Copy the lines verbatim, beginning with the line that contains "Target: row of parked buses" and continuing through the end of the data, and only those lines.

(Rows from a dataset)
◆ ◆ ◆ ◆ ◆

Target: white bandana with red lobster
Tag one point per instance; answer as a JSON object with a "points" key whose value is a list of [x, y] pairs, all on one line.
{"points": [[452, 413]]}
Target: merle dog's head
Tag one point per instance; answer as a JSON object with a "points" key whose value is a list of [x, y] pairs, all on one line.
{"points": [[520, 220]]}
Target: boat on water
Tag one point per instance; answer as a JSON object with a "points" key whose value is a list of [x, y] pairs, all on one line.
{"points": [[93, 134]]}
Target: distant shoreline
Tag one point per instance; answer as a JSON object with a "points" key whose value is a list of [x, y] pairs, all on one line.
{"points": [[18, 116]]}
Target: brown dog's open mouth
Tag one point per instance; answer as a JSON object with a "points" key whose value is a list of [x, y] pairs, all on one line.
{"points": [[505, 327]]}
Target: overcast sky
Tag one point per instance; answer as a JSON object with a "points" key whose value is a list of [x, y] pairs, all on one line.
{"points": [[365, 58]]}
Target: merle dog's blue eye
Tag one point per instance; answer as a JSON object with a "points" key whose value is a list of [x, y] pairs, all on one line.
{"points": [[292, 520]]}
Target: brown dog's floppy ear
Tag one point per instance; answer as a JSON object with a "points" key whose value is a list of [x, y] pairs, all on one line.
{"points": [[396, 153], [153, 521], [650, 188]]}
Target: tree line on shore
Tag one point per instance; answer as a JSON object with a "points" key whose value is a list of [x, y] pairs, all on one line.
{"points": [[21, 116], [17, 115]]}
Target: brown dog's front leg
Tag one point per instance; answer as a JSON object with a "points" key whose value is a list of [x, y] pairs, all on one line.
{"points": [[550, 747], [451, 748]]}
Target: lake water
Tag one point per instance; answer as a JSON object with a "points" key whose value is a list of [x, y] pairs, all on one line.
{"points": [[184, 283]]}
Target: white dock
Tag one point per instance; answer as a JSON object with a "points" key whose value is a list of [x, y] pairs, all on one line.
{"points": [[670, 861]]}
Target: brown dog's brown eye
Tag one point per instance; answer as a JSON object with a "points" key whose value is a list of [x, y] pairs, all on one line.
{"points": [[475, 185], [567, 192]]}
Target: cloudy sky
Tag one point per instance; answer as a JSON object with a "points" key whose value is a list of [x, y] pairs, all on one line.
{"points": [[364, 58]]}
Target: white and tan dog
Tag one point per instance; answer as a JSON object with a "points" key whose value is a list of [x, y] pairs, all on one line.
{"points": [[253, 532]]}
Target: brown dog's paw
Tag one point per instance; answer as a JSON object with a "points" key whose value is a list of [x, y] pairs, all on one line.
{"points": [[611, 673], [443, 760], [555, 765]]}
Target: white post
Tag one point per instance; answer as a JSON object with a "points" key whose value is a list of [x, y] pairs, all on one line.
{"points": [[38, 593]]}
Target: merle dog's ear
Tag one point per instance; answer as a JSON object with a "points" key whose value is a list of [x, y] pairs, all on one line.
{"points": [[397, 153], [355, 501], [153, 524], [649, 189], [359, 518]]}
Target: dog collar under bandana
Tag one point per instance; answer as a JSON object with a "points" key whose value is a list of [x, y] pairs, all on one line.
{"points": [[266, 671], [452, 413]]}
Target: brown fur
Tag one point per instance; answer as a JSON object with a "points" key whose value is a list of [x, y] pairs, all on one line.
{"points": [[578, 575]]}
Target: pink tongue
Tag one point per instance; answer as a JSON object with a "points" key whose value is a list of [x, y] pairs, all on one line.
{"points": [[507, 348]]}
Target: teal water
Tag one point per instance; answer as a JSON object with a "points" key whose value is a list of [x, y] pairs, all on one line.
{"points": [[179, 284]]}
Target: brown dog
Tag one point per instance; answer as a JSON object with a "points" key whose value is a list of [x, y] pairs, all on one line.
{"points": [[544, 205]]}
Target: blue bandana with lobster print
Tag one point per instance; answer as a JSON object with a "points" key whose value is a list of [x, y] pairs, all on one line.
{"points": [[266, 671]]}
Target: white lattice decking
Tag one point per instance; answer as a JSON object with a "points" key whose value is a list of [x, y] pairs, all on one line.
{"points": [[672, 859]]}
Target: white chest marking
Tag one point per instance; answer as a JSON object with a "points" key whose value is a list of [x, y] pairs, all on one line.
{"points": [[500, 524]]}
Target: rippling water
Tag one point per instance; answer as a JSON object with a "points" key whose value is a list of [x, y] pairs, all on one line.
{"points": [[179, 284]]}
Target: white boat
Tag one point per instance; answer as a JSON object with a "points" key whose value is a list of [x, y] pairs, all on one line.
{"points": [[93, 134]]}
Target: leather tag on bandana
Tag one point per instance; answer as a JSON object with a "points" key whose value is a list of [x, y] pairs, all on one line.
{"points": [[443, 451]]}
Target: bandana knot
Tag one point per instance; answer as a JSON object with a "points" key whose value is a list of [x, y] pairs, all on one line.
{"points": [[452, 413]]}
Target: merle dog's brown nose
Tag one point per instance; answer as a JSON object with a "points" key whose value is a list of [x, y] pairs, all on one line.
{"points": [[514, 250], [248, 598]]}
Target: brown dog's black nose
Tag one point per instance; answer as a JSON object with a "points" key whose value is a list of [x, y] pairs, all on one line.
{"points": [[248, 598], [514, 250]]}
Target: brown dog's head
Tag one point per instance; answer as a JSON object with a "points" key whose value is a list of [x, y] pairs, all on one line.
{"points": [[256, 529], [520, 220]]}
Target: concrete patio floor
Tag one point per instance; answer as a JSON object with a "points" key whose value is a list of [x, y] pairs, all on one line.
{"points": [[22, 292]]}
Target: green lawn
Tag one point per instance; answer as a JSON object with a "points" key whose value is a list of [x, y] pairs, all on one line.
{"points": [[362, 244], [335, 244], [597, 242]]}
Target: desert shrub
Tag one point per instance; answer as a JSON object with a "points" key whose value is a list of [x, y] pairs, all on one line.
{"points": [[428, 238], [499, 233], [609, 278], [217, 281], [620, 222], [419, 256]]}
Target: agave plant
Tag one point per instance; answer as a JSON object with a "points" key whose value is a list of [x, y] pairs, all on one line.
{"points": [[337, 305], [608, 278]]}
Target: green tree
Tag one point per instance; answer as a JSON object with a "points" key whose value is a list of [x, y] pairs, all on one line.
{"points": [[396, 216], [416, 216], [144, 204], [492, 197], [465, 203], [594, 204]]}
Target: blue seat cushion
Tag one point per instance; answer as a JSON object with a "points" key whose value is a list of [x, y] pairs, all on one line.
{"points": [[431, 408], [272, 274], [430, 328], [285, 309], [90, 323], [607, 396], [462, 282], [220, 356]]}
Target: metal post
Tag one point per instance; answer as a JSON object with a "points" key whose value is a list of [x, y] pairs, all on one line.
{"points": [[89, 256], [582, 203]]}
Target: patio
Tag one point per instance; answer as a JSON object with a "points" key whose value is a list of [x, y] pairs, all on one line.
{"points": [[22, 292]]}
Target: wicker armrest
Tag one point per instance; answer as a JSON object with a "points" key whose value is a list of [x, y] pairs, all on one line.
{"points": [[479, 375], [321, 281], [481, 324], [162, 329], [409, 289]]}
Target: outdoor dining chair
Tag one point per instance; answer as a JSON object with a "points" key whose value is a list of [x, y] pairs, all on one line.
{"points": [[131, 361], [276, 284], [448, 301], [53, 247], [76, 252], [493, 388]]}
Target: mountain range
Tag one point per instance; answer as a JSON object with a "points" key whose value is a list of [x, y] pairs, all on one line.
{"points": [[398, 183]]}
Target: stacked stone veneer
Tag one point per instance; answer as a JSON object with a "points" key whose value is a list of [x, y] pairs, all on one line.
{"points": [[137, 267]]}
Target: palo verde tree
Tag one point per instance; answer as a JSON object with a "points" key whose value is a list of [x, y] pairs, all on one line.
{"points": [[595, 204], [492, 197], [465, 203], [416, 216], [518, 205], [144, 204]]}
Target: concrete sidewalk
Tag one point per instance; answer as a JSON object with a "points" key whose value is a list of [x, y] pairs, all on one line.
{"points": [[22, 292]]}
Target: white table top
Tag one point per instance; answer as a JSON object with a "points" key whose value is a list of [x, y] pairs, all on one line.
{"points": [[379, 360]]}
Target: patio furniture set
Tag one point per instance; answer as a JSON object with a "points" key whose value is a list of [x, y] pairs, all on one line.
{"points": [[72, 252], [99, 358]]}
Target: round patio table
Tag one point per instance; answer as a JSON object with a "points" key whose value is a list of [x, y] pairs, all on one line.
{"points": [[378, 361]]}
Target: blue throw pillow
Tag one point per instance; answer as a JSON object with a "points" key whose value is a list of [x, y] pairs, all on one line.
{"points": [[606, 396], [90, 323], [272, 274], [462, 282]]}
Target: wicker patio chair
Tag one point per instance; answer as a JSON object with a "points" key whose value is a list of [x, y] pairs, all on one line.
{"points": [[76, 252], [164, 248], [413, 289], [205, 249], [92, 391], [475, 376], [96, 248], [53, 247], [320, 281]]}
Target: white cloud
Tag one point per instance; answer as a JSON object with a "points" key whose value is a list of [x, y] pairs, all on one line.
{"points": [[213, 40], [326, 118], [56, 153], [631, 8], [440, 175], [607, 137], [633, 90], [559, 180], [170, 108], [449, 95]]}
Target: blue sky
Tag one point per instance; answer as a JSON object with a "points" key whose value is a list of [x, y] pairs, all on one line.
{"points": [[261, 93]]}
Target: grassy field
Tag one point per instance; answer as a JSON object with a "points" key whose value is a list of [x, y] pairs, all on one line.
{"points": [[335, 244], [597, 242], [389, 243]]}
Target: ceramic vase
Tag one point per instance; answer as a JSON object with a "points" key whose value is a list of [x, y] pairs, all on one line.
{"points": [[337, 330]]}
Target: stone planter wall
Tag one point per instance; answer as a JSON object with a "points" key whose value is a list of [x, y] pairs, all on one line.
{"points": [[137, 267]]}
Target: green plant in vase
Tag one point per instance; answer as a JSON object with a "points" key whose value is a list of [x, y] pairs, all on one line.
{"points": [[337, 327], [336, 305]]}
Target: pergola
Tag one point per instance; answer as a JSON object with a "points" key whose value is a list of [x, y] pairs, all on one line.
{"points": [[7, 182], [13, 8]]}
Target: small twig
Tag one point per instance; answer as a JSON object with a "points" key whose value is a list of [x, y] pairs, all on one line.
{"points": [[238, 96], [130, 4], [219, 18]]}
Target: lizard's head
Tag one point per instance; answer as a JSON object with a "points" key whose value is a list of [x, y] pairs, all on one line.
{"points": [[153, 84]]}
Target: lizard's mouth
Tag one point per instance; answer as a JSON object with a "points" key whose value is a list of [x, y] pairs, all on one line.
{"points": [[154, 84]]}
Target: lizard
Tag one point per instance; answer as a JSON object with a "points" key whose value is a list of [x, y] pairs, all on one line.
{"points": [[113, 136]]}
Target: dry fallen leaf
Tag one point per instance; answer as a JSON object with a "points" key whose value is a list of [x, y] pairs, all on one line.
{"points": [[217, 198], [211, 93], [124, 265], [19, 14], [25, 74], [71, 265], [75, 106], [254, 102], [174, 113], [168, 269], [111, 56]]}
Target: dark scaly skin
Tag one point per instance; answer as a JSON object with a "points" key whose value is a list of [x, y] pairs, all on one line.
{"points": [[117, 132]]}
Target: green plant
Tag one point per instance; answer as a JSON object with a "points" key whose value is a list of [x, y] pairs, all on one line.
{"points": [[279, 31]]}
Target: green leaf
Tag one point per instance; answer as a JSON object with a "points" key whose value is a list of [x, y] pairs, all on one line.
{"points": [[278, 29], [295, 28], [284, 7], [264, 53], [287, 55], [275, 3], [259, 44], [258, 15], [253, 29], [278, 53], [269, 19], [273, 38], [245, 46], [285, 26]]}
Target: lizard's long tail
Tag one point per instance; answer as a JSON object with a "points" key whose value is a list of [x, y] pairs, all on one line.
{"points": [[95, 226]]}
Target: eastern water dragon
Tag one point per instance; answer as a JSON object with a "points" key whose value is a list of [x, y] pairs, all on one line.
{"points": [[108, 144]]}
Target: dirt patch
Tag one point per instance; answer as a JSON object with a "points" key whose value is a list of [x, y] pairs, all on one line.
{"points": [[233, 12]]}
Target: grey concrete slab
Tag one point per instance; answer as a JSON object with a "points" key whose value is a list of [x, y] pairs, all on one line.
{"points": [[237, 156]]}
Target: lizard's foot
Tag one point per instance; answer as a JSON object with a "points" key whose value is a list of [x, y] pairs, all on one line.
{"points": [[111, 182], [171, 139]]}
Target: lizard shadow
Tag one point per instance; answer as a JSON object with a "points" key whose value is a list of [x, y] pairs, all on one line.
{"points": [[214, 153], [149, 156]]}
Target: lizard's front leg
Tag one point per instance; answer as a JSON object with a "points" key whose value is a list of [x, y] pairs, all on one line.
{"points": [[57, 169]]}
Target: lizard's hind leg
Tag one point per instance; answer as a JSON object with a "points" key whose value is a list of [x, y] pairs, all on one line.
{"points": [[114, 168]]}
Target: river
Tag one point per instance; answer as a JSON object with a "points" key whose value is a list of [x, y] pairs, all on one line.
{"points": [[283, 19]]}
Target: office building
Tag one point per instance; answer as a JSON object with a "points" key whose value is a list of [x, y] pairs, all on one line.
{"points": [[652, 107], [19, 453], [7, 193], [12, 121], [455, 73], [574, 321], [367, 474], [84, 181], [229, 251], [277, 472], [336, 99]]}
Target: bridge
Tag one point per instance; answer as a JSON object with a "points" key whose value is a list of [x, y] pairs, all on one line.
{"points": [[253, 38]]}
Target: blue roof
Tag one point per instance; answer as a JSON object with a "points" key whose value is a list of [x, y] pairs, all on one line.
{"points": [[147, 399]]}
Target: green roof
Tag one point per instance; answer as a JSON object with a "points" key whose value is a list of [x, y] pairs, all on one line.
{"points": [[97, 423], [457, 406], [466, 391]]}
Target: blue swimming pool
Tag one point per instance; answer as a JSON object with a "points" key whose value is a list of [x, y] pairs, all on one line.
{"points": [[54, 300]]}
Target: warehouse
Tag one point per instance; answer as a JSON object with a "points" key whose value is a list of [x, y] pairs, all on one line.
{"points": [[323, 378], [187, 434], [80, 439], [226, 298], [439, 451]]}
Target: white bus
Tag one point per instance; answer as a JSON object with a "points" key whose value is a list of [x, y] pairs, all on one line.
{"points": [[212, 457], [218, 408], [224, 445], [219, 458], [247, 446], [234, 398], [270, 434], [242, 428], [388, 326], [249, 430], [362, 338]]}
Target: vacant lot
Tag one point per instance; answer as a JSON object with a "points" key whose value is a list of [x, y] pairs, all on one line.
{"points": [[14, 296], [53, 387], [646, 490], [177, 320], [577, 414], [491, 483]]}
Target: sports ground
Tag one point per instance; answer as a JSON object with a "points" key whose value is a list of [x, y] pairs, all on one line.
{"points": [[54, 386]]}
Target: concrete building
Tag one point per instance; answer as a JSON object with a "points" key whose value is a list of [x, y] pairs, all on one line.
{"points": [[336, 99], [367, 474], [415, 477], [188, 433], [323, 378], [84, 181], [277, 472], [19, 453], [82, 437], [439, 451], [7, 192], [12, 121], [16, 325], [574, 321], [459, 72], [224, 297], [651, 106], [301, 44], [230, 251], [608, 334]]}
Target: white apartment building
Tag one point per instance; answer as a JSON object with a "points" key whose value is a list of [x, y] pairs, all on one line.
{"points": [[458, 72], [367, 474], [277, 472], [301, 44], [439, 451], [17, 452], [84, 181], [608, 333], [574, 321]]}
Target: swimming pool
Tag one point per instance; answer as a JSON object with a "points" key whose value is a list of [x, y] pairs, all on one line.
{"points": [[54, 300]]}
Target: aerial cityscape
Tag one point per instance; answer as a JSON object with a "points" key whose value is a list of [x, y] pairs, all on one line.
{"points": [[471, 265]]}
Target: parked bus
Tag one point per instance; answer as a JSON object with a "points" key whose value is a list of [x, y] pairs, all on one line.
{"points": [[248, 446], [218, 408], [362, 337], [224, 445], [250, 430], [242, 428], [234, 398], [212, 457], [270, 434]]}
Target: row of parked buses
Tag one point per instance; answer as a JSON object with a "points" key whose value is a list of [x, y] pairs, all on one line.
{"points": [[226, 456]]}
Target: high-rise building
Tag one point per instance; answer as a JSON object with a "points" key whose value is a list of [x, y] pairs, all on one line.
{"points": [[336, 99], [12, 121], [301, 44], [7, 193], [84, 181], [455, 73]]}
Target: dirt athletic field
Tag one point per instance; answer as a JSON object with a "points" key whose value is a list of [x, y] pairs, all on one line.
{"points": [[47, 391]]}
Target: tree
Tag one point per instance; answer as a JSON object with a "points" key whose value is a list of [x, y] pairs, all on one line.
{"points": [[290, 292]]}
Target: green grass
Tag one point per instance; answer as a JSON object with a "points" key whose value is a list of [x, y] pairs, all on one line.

◆ ◆ ◆ ◆ ◆

> Complete answer
Target: row of parked buses
Tag one point per instance; answer as a JSON object with a "points" key whose value is a list of [x, y] pairs, all on one line.
{"points": [[226, 456]]}
Target: high-rise building
Tag one point per instance; answer as a JSON object with a "points" key whose value is a list of [x, y] pairs, all on one line.
{"points": [[336, 99], [12, 121], [301, 44], [7, 193], [84, 181], [455, 73]]}
Target: dirt athletic field
Tag one point per instance; answer as a JSON object with a "points" key whose value is a list of [x, y] pairs, all on one line.
{"points": [[47, 391]]}
Target: tree
Tag one point per instance; answer as a JSON object with a "points" key whose value is a list of [x, y] pairs, all on one line.
{"points": [[290, 292]]}
Target: green grass
Tag one point per instance; answer as a JSON object with a "points" key whose value is a list of [x, y] pairs, all on one line.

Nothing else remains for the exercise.